● **Task to complete**: Lines before the one containing "of the exterior" are left out; copy that line and every later line through the end of the data exactly.

● **Exercise inputs**:

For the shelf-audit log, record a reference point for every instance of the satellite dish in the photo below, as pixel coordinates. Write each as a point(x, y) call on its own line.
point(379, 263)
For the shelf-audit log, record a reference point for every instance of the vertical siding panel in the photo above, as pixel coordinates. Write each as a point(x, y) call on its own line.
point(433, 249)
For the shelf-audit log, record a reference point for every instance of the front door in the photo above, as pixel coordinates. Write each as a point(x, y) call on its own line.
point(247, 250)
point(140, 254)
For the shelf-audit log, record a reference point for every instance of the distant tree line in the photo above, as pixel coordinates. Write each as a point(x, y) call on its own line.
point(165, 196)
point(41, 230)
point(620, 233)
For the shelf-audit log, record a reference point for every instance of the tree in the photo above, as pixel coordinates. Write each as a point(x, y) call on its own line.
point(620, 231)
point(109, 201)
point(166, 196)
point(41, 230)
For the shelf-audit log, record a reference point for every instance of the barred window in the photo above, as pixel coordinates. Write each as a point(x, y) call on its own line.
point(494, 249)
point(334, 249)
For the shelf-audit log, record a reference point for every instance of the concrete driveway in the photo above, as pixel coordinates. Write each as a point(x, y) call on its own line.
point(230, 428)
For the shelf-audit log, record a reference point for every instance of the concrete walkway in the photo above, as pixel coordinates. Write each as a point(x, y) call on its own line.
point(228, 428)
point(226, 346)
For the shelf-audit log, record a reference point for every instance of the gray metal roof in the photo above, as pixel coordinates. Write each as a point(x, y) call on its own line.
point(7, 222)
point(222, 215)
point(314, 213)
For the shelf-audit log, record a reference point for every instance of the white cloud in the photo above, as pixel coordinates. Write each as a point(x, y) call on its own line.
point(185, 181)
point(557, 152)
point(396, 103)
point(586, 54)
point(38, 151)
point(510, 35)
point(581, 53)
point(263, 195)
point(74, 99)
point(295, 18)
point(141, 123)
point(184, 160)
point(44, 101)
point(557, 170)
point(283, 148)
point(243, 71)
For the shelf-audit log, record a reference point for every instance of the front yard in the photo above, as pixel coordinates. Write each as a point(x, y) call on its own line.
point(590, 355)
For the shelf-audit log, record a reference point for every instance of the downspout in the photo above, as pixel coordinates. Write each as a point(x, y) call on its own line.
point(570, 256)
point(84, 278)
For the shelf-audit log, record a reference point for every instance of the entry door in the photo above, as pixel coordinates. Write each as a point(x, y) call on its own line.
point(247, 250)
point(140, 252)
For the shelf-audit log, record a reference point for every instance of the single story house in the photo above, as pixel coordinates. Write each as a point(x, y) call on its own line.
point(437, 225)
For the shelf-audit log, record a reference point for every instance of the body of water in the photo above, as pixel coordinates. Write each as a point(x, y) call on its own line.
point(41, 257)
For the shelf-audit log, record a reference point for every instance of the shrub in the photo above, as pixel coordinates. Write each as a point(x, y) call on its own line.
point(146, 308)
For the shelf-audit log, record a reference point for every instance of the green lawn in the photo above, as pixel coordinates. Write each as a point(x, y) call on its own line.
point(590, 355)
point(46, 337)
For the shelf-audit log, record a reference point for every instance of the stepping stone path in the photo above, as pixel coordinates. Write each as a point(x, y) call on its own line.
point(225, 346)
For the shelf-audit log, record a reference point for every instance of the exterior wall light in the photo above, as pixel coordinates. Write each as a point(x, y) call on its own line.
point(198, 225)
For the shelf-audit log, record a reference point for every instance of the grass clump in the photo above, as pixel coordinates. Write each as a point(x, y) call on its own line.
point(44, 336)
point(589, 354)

● **Exercise answer**:
For the shelf-audit log, record a reference point for every instance of the exterior wall light in the photo above, as pixel coordinates. Write each as a point(x, y) call on its own line.
point(198, 225)
For the shelf-audit log, record a reference point for every instance of the grass clump in the photo above, as pixel coordinates. Write each as a point(x, y) call on its own line.
point(44, 336)
point(589, 354)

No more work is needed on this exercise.